(Entries from an annotation dataset)
- - - - -
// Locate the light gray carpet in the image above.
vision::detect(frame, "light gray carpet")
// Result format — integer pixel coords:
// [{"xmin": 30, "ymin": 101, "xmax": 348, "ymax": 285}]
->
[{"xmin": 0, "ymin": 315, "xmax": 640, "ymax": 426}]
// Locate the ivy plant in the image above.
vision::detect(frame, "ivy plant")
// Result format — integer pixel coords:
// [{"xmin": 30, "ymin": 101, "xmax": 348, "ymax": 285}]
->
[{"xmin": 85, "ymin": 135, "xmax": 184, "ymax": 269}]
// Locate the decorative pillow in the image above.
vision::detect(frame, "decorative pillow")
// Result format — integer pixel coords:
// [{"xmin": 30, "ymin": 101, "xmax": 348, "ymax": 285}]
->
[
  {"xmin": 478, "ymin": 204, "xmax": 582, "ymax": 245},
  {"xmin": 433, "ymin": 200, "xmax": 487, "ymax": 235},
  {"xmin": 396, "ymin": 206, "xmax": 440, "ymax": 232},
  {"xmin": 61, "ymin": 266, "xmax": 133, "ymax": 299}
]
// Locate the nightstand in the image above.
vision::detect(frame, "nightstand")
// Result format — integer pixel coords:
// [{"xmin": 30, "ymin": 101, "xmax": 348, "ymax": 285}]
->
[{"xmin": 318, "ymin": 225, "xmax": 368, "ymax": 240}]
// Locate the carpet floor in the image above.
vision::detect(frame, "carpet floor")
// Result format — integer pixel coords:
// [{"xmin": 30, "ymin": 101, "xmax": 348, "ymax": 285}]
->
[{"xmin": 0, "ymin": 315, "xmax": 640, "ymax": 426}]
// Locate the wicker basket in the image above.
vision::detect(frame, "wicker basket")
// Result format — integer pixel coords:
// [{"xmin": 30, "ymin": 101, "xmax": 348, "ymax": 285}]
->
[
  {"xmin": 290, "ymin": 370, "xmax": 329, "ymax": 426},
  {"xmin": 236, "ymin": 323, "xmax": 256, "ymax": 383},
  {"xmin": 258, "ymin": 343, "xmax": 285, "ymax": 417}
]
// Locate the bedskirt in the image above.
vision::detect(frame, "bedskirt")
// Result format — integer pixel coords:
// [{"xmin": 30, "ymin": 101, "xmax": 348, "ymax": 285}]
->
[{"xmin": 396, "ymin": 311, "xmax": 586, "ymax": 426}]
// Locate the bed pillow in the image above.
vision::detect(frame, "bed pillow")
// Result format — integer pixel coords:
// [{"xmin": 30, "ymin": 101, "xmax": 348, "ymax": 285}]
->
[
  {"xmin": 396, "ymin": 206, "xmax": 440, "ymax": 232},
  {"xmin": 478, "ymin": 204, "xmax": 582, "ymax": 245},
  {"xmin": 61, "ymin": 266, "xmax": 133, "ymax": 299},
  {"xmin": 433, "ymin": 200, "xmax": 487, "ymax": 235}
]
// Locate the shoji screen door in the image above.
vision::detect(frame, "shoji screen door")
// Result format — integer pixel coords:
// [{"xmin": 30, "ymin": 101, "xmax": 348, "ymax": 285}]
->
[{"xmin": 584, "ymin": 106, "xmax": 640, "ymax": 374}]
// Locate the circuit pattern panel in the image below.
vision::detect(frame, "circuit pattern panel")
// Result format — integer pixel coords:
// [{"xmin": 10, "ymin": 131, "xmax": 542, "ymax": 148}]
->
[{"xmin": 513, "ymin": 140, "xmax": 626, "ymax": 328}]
- - - - -
# SHORT TASK
Reproduce the rows above, substituting "integer pixel coordinates" for every occurrence of "integer pixel coords" and leaving all other text unchanged.

# COMPLETED EXERCISE
// Locate the light gray carpet in the image above.
vision::detect(frame, "light gray carpet")
// Result format — integer pixel coordinates:
// [{"xmin": 30, "ymin": 101, "xmax": 348, "ymax": 285}]
->
[{"xmin": 0, "ymin": 315, "xmax": 640, "ymax": 426}]
// Locate the ivy plant in the image above.
vision::detect(frame, "ivy plant")
// Result format — integer pixel coordinates:
// [{"xmin": 30, "ymin": 101, "xmax": 348, "ymax": 285}]
->
[{"xmin": 85, "ymin": 135, "xmax": 184, "ymax": 269}]
// Locate the decorative pillow in the image above.
vision::detect(frame, "decorative pillow")
// Result format — integer pixel coordinates:
// [{"xmin": 30, "ymin": 101, "xmax": 348, "ymax": 285}]
->
[
  {"xmin": 478, "ymin": 204, "xmax": 582, "ymax": 245},
  {"xmin": 433, "ymin": 200, "xmax": 487, "ymax": 235},
  {"xmin": 396, "ymin": 206, "xmax": 440, "ymax": 232},
  {"xmin": 61, "ymin": 266, "xmax": 133, "ymax": 299}
]
// Locate the nightstand in the image above.
vision::detect(frame, "nightstand")
// Result format — integer pixel coordinates:
// [{"xmin": 30, "ymin": 101, "xmax": 348, "ymax": 285}]
->
[{"xmin": 318, "ymin": 225, "xmax": 368, "ymax": 240}]
// Locate the carpet floor in the image above.
vision::detect(frame, "carpet floor")
// Result format — integer pixel coordinates:
// [{"xmin": 30, "ymin": 101, "xmax": 348, "ymax": 285}]
->
[{"xmin": 0, "ymin": 315, "xmax": 640, "ymax": 426}]
// Locate the wicker basket in the image above.
vision::detect(frame, "wicker basket")
// Result format — integer pixel coordinates:
// [{"xmin": 30, "ymin": 101, "xmax": 348, "ymax": 285}]
->
[
  {"xmin": 290, "ymin": 370, "xmax": 329, "ymax": 426},
  {"xmin": 236, "ymin": 323, "xmax": 256, "ymax": 383},
  {"xmin": 258, "ymin": 343, "xmax": 285, "ymax": 417}
]
// Locate the bedskirt in the image above.
vision::detect(frame, "bedskirt")
// Result format — integer pixel coordinates:
// [{"xmin": 30, "ymin": 101, "xmax": 348, "ymax": 285}]
->
[{"xmin": 396, "ymin": 311, "xmax": 586, "ymax": 426}]
// Locate the bed pillow in the image above.
vision::detect(frame, "bed pillow")
// Result format — integer pixel coordinates:
// [{"xmin": 30, "ymin": 101, "xmax": 348, "ymax": 285}]
->
[
  {"xmin": 396, "ymin": 206, "xmax": 440, "ymax": 232},
  {"xmin": 478, "ymin": 204, "xmax": 582, "ymax": 245},
  {"xmin": 61, "ymin": 266, "xmax": 133, "ymax": 299},
  {"xmin": 433, "ymin": 200, "xmax": 487, "ymax": 235}
]
// Locate the shoji screen door in the image above.
vision::detect(frame, "shoji screen door")
// Result format — integer pixel coordinates:
// [{"xmin": 30, "ymin": 101, "xmax": 348, "ymax": 285}]
->
[{"xmin": 584, "ymin": 106, "xmax": 640, "ymax": 374}]
// Locate the circuit pattern panel in the image below.
vision::detect(frame, "circuit pattern panel")
// Result format — integer pixel coordinates:
// [{"xmin": 10, "ymin": 131, "xmax": 542, "ymax": 148}]
->
[{"xmin": 513, "ymin": 140, "xmax": 626, "ymax": 328}]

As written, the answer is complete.